PAGE TEXT:
Ensuring Your Insurance is Indeed in Effect

Liability-InsuranceBy Renee Montgomery While seemingly mundane and innocuous, insurance certificates require oversight and attention. Insurance certificates are exchanged for loans as confirmation that insurance is indeed in effect. They’re not a legal agreement, though, so it’s important that the loan contract itself include language that the borrower is responsible to insure, as well as cite all conditions of insurance. However, because it’s easier for a museum to sort out insurance details in advance during COI stage rather than sue and recover from another institution afterwards for breach of contract, COIs should be closely examined. COIs can bring to the surface aspects of the borrower’s insurance that may require a change or resolution, for instance if policy exclusions differ from those stated on the loan contract, if transits or off-site locations are not in fact covered as thought, or even if the insurance is about to expire.

Some museums are provided with a COI template by their agency so they can distribute the document themselves to lenders, while other museums must ask their broker to provide certificates directly to lenders. In the latter instance, occasionally brokers are not informed of lenders’ special terms before making out the COIs. COIs should match any special contractual obligations your lenders may have.

SET PROBLEM:
Answer these questions using the article on insurance certificates:
1. Insurance certificates are exchanged for what, and as confirmation of what?
2. According to the article, are insurance certificates a legal agreement?
3. What should certificates of insurance match?
Rely only on the text above when answering.

MATERIAL:
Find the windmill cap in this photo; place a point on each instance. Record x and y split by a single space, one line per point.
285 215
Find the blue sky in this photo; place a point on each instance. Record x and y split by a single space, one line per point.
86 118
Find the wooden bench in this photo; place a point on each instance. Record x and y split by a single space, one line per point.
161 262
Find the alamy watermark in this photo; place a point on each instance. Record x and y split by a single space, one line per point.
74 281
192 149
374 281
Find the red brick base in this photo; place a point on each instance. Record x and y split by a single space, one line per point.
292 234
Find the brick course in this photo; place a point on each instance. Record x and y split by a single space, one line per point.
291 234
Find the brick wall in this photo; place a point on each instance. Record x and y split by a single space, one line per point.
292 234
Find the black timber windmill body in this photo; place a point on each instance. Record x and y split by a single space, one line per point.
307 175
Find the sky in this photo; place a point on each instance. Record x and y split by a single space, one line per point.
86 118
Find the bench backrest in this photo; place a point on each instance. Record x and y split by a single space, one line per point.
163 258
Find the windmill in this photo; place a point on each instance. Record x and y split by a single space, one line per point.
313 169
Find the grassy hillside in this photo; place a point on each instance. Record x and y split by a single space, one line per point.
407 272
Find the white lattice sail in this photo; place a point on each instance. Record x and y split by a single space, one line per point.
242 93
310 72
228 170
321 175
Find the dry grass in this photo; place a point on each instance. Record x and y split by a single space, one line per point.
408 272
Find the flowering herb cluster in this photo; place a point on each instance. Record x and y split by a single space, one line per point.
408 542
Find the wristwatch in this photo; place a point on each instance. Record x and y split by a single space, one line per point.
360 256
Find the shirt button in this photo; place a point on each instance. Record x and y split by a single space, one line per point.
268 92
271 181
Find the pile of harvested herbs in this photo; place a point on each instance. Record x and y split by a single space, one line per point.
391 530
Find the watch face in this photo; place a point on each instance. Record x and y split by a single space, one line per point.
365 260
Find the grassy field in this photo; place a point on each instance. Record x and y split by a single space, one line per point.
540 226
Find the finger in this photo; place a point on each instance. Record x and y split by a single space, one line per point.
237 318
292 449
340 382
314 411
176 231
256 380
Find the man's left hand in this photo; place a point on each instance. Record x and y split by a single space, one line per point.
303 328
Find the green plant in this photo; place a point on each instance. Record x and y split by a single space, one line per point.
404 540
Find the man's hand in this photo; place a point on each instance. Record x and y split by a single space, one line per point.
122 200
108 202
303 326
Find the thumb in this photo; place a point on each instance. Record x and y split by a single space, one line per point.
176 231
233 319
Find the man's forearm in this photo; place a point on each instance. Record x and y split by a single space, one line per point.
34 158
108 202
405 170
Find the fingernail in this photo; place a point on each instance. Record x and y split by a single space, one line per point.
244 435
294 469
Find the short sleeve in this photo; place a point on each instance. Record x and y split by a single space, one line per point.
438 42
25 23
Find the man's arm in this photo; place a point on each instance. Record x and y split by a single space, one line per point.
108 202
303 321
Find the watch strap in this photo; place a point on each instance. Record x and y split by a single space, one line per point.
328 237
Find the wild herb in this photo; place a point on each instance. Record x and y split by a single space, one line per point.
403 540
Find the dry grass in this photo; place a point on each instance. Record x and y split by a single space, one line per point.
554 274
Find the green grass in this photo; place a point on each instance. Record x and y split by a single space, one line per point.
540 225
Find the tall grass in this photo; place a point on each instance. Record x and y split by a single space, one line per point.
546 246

ANSWER TO THIS PROBLEM:
1. They are exchanged for loans, as confirmation that insurance is indeed in effect.
2. No, they are not a legal agreement.
3. They should match any special contractual obligations the lenders may have.